Natural language region descriptions
_ _ _ _ _

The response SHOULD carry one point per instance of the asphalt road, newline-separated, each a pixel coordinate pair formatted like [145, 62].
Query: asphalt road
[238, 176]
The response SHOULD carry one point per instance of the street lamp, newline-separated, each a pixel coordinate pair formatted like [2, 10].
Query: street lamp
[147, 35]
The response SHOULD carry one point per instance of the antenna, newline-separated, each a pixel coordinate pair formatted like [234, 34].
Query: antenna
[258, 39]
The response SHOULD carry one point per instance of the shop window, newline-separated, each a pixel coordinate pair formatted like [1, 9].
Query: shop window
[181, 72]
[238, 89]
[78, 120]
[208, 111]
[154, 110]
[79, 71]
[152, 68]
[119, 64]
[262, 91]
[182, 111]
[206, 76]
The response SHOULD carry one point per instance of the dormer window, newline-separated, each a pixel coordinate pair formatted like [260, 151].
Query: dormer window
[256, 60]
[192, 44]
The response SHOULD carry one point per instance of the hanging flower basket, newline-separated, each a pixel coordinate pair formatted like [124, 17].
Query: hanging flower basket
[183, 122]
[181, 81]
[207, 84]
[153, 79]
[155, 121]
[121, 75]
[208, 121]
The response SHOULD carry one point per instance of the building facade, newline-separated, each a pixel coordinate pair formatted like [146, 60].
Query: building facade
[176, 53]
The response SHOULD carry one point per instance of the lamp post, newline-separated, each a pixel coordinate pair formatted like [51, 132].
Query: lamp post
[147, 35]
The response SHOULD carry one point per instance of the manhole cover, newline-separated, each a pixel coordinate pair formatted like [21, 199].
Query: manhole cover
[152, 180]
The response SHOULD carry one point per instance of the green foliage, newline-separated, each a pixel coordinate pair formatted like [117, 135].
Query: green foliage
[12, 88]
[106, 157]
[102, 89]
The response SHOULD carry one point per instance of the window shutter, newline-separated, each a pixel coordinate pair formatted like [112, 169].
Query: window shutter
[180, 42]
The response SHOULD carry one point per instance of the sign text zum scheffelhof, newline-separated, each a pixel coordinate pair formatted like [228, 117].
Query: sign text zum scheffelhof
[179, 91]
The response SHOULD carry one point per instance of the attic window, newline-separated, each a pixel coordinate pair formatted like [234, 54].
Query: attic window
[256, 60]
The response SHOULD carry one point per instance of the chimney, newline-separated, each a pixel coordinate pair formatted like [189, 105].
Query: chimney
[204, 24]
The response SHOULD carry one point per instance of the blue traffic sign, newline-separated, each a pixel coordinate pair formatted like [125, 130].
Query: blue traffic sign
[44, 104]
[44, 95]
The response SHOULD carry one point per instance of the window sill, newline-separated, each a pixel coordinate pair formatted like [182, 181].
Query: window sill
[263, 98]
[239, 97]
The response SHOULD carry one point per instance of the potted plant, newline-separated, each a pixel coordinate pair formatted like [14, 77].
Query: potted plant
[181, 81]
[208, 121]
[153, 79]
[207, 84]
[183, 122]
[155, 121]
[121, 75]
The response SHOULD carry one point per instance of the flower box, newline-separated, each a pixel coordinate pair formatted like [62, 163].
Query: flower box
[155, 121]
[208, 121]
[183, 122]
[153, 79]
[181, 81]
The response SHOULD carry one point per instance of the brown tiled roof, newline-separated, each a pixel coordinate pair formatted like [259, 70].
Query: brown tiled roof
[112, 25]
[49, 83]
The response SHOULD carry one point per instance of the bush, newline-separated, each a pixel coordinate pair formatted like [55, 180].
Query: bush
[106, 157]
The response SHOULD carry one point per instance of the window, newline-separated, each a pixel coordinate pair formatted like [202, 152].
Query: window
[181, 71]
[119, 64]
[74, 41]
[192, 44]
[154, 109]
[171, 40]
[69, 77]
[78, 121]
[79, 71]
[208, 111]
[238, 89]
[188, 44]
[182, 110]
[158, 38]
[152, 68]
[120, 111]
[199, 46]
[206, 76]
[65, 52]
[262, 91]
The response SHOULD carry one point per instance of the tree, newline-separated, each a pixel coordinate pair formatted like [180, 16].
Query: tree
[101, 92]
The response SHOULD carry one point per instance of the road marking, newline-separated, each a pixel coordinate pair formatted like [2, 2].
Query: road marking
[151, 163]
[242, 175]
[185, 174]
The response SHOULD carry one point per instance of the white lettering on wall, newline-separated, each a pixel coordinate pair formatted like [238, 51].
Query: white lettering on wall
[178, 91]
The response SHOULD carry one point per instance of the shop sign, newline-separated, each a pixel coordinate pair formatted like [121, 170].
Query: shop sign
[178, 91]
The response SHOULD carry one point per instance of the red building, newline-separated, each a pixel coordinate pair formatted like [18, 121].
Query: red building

_ _ _ _ _

_EXERCISE DETAILS_:
Every entry above needs to be quoted exactly.

_YOUR SOLUTION_:
The response SHOULD carry one point per instance of the asphalt road, newline-separated, each a pixel coordinate pair formatted like [145, 62].
Query: asphalt road
[238, 176]
The response SHOULD carry one point per instance of the street lamp, newline-separated, each a pixel coordinate pair formatted like [2, 10].
Query: street lamp
[147, 35]
The response SHOULD carry one point per instance of the antenna, newline-separated, each a pixel coordinate pair formatted like [234, 34].
Query: antenna
[258, 39]
The response SHOULD carry one point per instance of the shop window, newline-separated, each a pixel coordinate pair formatted like [1, 9].
Query: shop window
[181, 72]
[238, 89]
[78, 120]
[208, 111]
[154, 110]
[79, 71]
[152, 68]
[119, 64]
[262, 91]
[182, 111]
[206, 76]
The response SHOULD carry one point per instance of the dormer window, newline-separated, each a pixel coordinate pair formatted like [260, 151].
Query: dormer window
[256, 60]
[192, 44]
The response SHOULD carry one point per instance of the hanging flower basket, newline-separated, each a pixel coordinate pair formatted like [124, 17].
Query: hanging flower basket
[183, 122]
[181, 81]
[207, 84]
[153, 79]
[155, 121]
[121, 75]
[208, 121]
The response SHOULD carry one point per instance of the building facade, newline-separated, each a pixel coordinate pair formatted like [146, 60].
Query: building facade
[176, 53]
The response SHOULD carry one point per instance of the lamp post, newline-separated, each a pixel coordinate pair formatted like [51, 132].
Query: lamp post
[147, 35]
The response SHOULD carry one point per instance of the manhole cover, newline-separated, each a pixel coordinate pair formatted like [21, 199].
Query: manhole cover
[152, 180]
The response SHOULD carry one point per instance of the green foliage, newline-separated, each a pixel coordinate pair formatted like [117, 135].
Query: green foliage
[12, 88]
[106, 157]
[102, 89]
The response SHOULD carry one point per instance of the window shutter, newline-separated, each a pixel coordinate pair formatted like [112, 169].
Query: window shutter
[180, 42]
The response SHOULD carry one point per instance of the sign text zum scheffelhof, newline-separated, each a pixel coordinate pair formatted like [228, 117].
Query: sign text zum scheffelhof
[179, 91]
The response SHOULD carry one point per instance of the attic window, newline-separated, each a pixel coordinate pair formatted like [234, 54].
Query: attic window
[256, 60]
The response SHOULD carry one point per instance of the chimney, newline-separated, each a pixel coordinate pair formatted like [189, 105].
Query: chimney
[204, 24]
The response SHOULD carry one point per instance of the blue traffic sign, newline-separated, each a pixel coordinate pair formatted like [125, 130].
Query: blue traffic sign
[44, 104]
[44, 95]
The response SHOULD carry one point per instance of the window sill, newline-separated, each a pixel coordinate pair formatted like [182, 181].
Query: window sill
[263, 98]
[239, 97]
The response SHOULD carry one point per instance of the potted plant, newline-separated, each a pixel coordinate pair formatted like [14, 77].
Query: potted plant
[181, 81]
[208, 121]
[153, 79]
[207, 84]
[183, 122]
[155, 121]
[121, 75]
The response SHOULD carry one point per instance of the flower box, newline-separated, each a pixel coordinate pair formatted like [62, 163].
Query: flower box
[155, 121]
[208, 121]
[183, 122]
[153, 79]
[181, 81]
The response SHOULD carry one point per instance of the brown tiled roof, newline-separated, each a pixel coordinate pair formatted like [259, 70].
Query: brown tiled roof
[112, 25]
[49, 83]
The response SHOULD carry one point per instance of the bush, newline-separated, each a pixel coordinate pair formatted like [55, 180].
Query: bush
[106, 157]
The response SHOULD carry one point per instance of the window, newline-separated, each a pixel coordinate pair formatted like [202, 152].
Query: window
[181, 71]
[119, 64]
[74, 41]
[192, 44]
[154, 109]
[171, 40]
[69, 77]
[78, 121]
[79, 71]
[208, 111]
[238, 89]
[188, 44]
[182, 110]
[158, 38]
[152, 68]
[120, 111]
[199, 46]
[206, 76]
[65, 52]
[262, 91]
The response SHOULD carry one point per instance of the tree, newline-separated, each a pixel coordinate pair formatted like [180, 16].
Query: tree
[101, 92]
The response SHOULD carry one point per instance of the road marking, newline-separated, each a pixel coordinate pair formatted like [2, 2].
Query: road marking
[151, 163]
[242, 175]
[185, 174]
The response SHOULD carry one point per instance of the white lettering on wall, newline-separated, each a pixel coordinate pair formatted like [238, 51].
Query: white lettering on wall
[178, 91]
The response SHOULD carry one point per instance of the shop sign, newline-separated, each a pixel coordinate pair formatted like [121, 170].
Query: shop sign
[178, 91]
The response SHOULD carry one point per instance of the red building, newline-separated, each a pixel coordinate pair formatted like [18, 121].
Query: red building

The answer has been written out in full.